## 文本节选
备注:测试数据库版本为MySQL 8.0

如需要scott用户下建表及录入数据语句，可参考:
scott建表及录入数据sql脚本

一.需求

把列转换为行。
±----------±----------±----------+
| deptno_10 | deptno_20 | deptno_30 |
±----------±----------±----------+
| 3 | 5 | 6 |
±----------±----------±----------+

要把它转换为:
±-------±---------------+
| deptno | counts_by_dept |
±-------±---------------+
| 10 | 3 |
| 20 | 5 |
| 30 | 6 |
±-------±---------------+

二.解决方案

检验想要的结果集，很容易明白，对表EMP执行简单的count和group by，就能产生想要的结果。
尽管如此，这里的目的是假设数据按行存储，也许数据是以多列存储、非规范化和聚集过的值。

用笛卡尔积加上case函数即可

select dept.deptno,
       case dept.deptno
            when 10 then emp_cnts.deptno_10
            when 20 then emp_cnts.deptno_20
            when 30 then emp_cnts.deptno_30
       end as counts_by_dept
  from (
select sum(case when deptno = 10 then 1 else 0 end) as deptno_10,
       sum(case when deptno = 20 then 1 else 0 end) as deptno_20,
       sum(case when deptno = 30 then 1 else 0 end) as deptno_30
  from emp
       ) emp_cnts,
       ( select deptno from dept where deptno <= 30) dept
;

测试记录:

mysql> select dept.deptno,
    ->        case dept.deptno
    ->             when 10 then emp_cnts.deptno_10
    ->             when 20 then emp_cnts.deptno_20
    ->             when 30 then emp_cnts.deptno_30
    ->        end as counts_by_dept
    ->   from (
    -> select sum(case when deptno = 10 then 1 else 0 end) as deptno_10,
    ->        sum(case when deptno = 20 then 1 else 0 end) as deptno_20,
    ->        sum(case when deptno = 30 then 1 else 0 end) as deptno_30
    ->   from emp
    ->        ) emp_cnts,
    ->        ( select deptno from dept where deptno <= 30) dept;
+--------+----------------+
| deptno | counts_by_dept |
+--------+----------------+
|     10 |              3 |
|     20 |              5 |
|     30 |              6 |
+--------+----------------+
3 rows in set (0.00 sec)

## 数据条目
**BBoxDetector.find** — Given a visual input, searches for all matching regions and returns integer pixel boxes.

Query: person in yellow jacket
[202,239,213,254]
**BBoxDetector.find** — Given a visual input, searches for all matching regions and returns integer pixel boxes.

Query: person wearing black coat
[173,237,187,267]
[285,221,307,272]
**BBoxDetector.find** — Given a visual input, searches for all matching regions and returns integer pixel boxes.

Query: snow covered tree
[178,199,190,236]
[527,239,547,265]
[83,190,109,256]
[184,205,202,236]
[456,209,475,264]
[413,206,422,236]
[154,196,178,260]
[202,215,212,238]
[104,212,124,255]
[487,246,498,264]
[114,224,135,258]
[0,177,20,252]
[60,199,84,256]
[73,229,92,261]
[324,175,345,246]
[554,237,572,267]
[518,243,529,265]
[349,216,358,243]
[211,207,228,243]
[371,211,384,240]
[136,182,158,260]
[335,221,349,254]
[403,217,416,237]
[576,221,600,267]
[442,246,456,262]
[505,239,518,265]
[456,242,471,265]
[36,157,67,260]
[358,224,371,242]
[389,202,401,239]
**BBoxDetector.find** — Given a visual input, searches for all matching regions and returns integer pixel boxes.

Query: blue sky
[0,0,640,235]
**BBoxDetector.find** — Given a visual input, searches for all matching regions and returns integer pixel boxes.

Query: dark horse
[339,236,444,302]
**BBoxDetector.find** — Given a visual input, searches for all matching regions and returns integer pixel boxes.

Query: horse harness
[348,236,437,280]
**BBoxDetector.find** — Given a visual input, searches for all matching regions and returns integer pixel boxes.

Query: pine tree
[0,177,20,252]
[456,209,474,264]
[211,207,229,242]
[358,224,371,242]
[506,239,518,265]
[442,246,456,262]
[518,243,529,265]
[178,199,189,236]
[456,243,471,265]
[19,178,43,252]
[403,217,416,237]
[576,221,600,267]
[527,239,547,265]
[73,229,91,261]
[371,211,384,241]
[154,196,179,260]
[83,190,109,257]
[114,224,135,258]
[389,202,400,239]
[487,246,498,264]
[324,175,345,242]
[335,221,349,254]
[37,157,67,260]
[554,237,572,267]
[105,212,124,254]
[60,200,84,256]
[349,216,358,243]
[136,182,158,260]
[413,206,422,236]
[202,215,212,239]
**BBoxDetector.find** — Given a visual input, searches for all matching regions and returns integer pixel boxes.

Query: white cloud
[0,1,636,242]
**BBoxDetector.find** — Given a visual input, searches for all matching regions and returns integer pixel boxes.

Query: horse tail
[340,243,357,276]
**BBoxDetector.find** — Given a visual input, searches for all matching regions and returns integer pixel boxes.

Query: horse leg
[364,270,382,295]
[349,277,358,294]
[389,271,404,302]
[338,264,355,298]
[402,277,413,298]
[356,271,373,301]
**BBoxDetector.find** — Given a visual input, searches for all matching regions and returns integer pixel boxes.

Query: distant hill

## 练习要求
[a] 根据这段节选回答下列问题：
(i) 测试所用的数据库版本是什么？
(ii) 解决方案采用了什么方法来实现列转行？
(iii) 测试记录中的查询返回了几行结果，耗时多少？
[b] 判断下列说法是否与这段节选相符，回答“是”或“否”，并引用节选中起决定作用的原文。
(i) 测试所用的数据库是Oracle。
(ii) 子查询dept只选取deptno小于等于30的部门。
(iii) 转换后deptno为20的那一行，counts_by_dept的值为6。

## 按序作答
[a]
(i) MySQL 8.0。
(ii) 用笛卡尔积加上case函数。
(iii) 返回3行，耗时0.00秒。

[b]
(i) 否。“备注:测试数据库版本为MySQL 8.0”
(ii) 是。“select deptno from dept where deptno <= 30”
(iii) 否。“| 20 | 5 |”